[About this task]
Write the listing out again, all of it, word for word.

[Excerpted records]
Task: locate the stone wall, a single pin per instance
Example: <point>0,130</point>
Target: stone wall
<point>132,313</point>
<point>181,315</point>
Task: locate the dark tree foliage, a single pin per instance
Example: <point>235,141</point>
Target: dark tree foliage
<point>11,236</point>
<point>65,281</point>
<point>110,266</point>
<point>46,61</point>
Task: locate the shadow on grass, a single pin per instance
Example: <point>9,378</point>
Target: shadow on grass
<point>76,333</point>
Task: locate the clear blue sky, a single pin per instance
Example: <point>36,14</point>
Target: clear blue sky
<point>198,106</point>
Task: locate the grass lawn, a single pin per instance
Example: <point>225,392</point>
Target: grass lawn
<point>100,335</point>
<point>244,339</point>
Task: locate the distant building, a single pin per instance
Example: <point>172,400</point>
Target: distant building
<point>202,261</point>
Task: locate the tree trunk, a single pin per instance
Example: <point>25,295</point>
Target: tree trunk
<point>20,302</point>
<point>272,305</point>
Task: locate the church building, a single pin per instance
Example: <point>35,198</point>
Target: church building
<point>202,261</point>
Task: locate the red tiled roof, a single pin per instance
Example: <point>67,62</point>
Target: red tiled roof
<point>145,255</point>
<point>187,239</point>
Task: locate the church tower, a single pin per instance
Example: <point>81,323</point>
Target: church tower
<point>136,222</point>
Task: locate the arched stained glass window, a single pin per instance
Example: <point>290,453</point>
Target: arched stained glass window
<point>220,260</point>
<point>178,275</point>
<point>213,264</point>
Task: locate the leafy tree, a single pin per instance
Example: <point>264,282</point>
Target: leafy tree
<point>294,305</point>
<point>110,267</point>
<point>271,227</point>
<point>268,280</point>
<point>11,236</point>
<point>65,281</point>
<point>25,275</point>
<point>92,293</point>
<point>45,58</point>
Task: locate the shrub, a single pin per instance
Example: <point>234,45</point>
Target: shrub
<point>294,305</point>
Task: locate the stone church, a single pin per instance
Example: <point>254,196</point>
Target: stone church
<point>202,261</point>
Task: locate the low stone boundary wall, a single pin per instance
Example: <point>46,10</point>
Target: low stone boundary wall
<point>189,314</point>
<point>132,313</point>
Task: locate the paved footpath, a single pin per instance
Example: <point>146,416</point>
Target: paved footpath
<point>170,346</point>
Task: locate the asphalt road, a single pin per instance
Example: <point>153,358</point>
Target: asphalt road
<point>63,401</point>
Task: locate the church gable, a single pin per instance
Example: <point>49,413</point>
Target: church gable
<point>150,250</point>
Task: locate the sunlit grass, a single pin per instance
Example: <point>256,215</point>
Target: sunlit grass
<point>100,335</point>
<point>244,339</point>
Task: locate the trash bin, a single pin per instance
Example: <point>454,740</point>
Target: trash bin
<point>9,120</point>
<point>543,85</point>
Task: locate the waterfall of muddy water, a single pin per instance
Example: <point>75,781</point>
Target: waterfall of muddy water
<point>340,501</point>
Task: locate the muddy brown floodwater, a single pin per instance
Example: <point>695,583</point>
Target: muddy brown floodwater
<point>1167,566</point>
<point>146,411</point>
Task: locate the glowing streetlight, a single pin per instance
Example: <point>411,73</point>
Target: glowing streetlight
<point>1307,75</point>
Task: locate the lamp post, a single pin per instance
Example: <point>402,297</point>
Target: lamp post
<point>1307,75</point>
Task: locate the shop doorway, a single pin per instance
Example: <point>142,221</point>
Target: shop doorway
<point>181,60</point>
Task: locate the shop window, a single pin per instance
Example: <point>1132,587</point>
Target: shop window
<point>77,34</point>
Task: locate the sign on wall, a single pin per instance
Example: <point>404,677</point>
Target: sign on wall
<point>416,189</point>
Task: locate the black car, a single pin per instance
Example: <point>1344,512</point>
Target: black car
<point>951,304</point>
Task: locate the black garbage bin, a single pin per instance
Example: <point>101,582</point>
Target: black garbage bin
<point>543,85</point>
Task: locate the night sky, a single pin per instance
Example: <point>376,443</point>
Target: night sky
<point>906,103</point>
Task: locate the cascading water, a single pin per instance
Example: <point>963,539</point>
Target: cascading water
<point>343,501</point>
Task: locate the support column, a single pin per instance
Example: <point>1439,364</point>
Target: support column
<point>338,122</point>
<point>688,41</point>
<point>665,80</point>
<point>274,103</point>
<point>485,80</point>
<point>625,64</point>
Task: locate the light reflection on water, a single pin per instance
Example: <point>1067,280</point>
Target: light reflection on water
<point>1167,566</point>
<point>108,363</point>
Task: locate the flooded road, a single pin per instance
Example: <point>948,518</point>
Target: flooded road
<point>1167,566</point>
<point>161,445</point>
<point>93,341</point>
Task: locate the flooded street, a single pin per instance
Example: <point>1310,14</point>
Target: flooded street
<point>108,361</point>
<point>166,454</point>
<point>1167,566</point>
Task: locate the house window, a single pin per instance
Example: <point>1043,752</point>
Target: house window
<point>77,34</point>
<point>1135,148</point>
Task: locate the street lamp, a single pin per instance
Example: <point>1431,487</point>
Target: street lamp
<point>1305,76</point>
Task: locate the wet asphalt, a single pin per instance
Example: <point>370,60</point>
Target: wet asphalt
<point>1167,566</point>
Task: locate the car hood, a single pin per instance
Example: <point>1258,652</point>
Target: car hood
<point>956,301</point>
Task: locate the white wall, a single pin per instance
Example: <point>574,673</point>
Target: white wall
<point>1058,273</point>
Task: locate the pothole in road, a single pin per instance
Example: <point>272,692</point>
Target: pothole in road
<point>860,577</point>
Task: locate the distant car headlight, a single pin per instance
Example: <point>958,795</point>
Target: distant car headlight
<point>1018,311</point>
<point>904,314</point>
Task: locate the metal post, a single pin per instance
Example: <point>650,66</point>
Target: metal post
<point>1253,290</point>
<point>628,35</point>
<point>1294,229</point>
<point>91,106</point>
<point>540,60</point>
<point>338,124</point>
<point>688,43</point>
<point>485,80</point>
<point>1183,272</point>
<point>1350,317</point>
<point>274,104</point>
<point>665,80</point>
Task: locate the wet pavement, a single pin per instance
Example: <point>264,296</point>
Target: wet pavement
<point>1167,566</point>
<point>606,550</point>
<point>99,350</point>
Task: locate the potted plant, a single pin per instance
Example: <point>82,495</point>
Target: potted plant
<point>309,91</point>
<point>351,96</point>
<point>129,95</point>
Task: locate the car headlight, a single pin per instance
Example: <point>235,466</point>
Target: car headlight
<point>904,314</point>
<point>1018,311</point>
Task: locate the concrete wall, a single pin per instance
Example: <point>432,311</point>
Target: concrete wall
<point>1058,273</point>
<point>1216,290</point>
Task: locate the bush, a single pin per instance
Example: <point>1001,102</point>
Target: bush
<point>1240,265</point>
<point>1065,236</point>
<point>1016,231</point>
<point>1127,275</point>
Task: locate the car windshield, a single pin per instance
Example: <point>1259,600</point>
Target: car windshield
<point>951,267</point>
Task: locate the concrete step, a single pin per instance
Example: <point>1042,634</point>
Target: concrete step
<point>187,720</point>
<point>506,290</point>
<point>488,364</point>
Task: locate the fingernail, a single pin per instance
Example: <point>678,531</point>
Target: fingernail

[Expected answer]
Task: locate the stone wall, a single pin per instance
Example: <point>0,130</point>
Target: stone wall
<point>132,313</point>
<point>181,315</point>
Task: locate the dark tree foliage, a single pin per instance
Example: <point>235,141</point>
Target: dark tree foliage
<point>11,236</point>
<point>65,281</point>
<point>110,266</point>
<point>46,61</point>
Task: locate the shadow on grass, a single pin per instance
Example: <point>9,378</point>
Target: shadow on grass
<point>76,333</point>
Task: locate the clear blue sky, a single pin per instance
Example: <point>36,14</point>
Target: clear blue sky
<point>198,106</point>
Task: locate the grass lawn, a single pin per instance
Example: <point>225,392</point>
Target: grass lawn
<point>100,335</point>
<point>244,339</point>
Task: locate the distant building, a single pin per instance
Example: <point>172,400</point>
Target: distant building
<point>202,261</point>
Task: locate the tree trunk, a single pin per instance
Example: <point>25,295</point>
Target: tree trunk
<point>20,302</point>
<point>272,305</point>
Task: locate the church building, a single pin per instance
Example: <point>35,198</point>
Target: church building
<point>202,261</point>
Task: locate the red tiled roof, a single pin per instance
Example: <point>67,62</point>
Target: red tiled roof
<point>145,255</point>
<point>187,239</point>
Task: locate the church tower, a single pin per instance
Example: <point>81,323</point>
Target: church tower
<point>136,222</point>
Task: locate the arched stained glass window, a single pin per instance
Example: <point>290,453</point>
Target: arched stained glass window
<point>220,260</point>
<point>178,275</point>
<point>213,264</point>
Task: locate the leafy tree, a single pin per instance
Example: <point>264,282</point>
Target: leafy tree
<point>294,305</point>
<point>110,267</point>
<point>271,227</point>
<point>268,280</point>
<point>11,236</point>
<point>65,281</point>
<point>25,275</point>
<point>92,293</point>
<point>45,58</point>
Task: locate the shrub, a single pin per instance
Example: <point>234,45</point>
Target: shrub
<point>294,305</point>
Task: locate the stone church, a single pin per instance
Example: <point>254,196</point>
Target: stone church
<point>202,261</point>
Task: locate the low stone boundary wall, a single pin per instance
Example: <point>46,10</point>
Target: low stone boundary wall
<point>189,314</point>
<point>132,313</point>
Task: locate the paved footpath, a single pin per instance
Example: <point>146,416</point>
Target: paved footpath
<point>170,346</point>
Task: locate the asphalt road, a single pin per instance
Example: <point>153,358</point>
Target: asphalt road
<point>63,401</point>
Task: locate the church gable, a single pin per instance
Example: <point>49,413</point>
Target: church gable
<point>150,250</point>
Task: locate the sunlit grass, a single pin per instance
Example: <point>256,215</point>
Target: sunlit grass
<point>100,335</point>
<point>244,339</point>
Task: locate the trash bin, a single pin per instance
Example: <point>454,740</point>
Target: trash bin
<point>9,120</point>
<point>543,85</point>
Task: locate the waterfall of muddy water, a single pin per instance
Example: <point>75,781</point>
Target: waterfall of muddy water
<point>340,501</point>
Task: locate the muddy brown floodwater, a single pin per instance
Example: <point>695,583</point>
Target: muddy brown floodwater
<point>1167,566</point>
<point>146,411</point>
Task: locate the glowing streetlight, a single pin per instance
Example: <point>411,73</point>
Target: glowing streetlight
<point>1307,75</point>
Task: locate the lamp post, a single pin per instance
Example: <point>402,297</point>
Target: lamp post
<point>1307,75</point>
Task: locate the shop doorway, a single pin per instance
Example: <point>142,221</point>
Target: shop doorway
<point>181,60</point>
Task: locate the shop window, a single pin per instance
Example: <point>1132,587</point>
Target: shop window
<point>77,34</point>
Task: locate the sign on wall, a single pin per instance
Example: <point>404,677</point>
Target: sign on wall
<point>416,189</point>
Task: locate the black car, a single pin per instance
Example: <point>1344,512</point>
Target: black car
<point>951,304</point>
Task: locate the black garbage bin, a single pin per instance
Example: <point>101,582</point>
Target: black garbage bin
<point>543,85</point>
Task: locate the night sky, a single pin per instance
Example: <point>376,443</point>
Target: night sky
<point>906,103</point>
Task: locate the cascading water, a single pin per instance
Example: <point>963,539</point>
Target: cascading water
<point>343,501</point>
Task: locate the support column, a single pin per instance
Example: <point>1439,364</point>
Target: support column
<point>338,122</point>
<point>688,41</point>
<point>665,80</point>
<point>274,103</point>
<point>485,80</point>
<point>625,64</point>
Task: locate the light reflection on water, a single pin per instance
Example: <point>1067,280</point>
Target: light reflection on water
<point>1167,566</point>
<point>108,363</point>
Task: locate the flooded road, a single pin per instance
Example: <point>948,518</point>
Target: flooded road
<point>1167,566</point>
<point>161,445</point>
<point>93,341</point>
Task: locate the flooded street, a single pin per instance
Example: <point>1310,14</point>
Target: flooded street
<point>108,361</point>
<point>166,454</point>
<point>1167,566</point>
Task: locate the house window, a single pin per instance
Example: <point>1043,752</point>
Target: house window
<point>77,34</point>
<point>1135,148</point>
Task: locate the street lamp, a single pin per instance
Example: <point>1431,487</point>
Target: street lamp
<point>1305,76</point>
Task: locate the wet asphalt, a single pin per instance
Example: <point>370,60</point>
Target: wet asphalt
<point>1167,566</point>
Task: locate the car hood, a single pin per instance
Example: <point>1258,652</point>
Target: car hood
<point>956,301</point>
Task: locate the white wall, a single pin per instance
Example: <point>574,673</point>
Target: white wall
<point>1058,273</point>
Task: locate the pothole in road, a single pin per instance
Example: <point>272,692</point>
Target: pothole in road
<point>860,577</point>
Task: locate the distant car headlight, a single pin per instance
Example: <point>958,795</point>
Target: distant car headlight
<point>1018,311</point>
<point>904,314</point>
Task: locate the metal post, a single pin per instance
Example: <point>650,66</point>
Target: metal post
<point>1253,290</point>
<point>628,35</point>
<point>1294,229</point>
<point>91,106</point>
<point>540,60</point>
<point>338,124</point>
<point>688,43</point>
<point>485,80</point>
<point>1183,272</point>
<point>1350,317</point>
<point>274,104</point>
<point>665,80</point>
Task: locate the wet pavement, a single pin per instance
Example: <point>264,296</point>
Target: wet pavement
<point>1167,566</point>
<point>606,550</point>
<point>99,350</point>
Task: locate the potted plant, a single pin per instance
Example: <point>82,495</point>
Target: potted plant
<point>309,91</point>
<point>351,96</point>
<point>129,95</point>
Task: locate the car headlight, a single pin per instance
Example: <point>235,466</point>
Target: car headlight
<point>904,314</point>
<point>1018,311</point>
Task: locate the concrete wall, a single pin per instance
Example: <point>432,311</point>
Target: concrete wall
<point>1058,273</point>
<point>1216,290</point>
Task: locate the bush, a single pin per instance
Example: <point>1001,102</point>
Target: bush
<point>1240,265</point>
<point>1065,236</point>
<point>1016,231</point>
<point>1127,275</point>
Task: locate the car windshield, a single pin per instance
Example: <point>1259,600</point>
Target: car windshield
<point>951,267</point>
Task: locate the concrete step, a single pin per instance
Example: <point>1042,634</point>
Target: concrete step
<point>187,720</point>
<point>506,290</point>
<point>488,364</point>
Task: locate the fingernail, a single pin per instance
Example: <point>678,531</point>
Target: fingernail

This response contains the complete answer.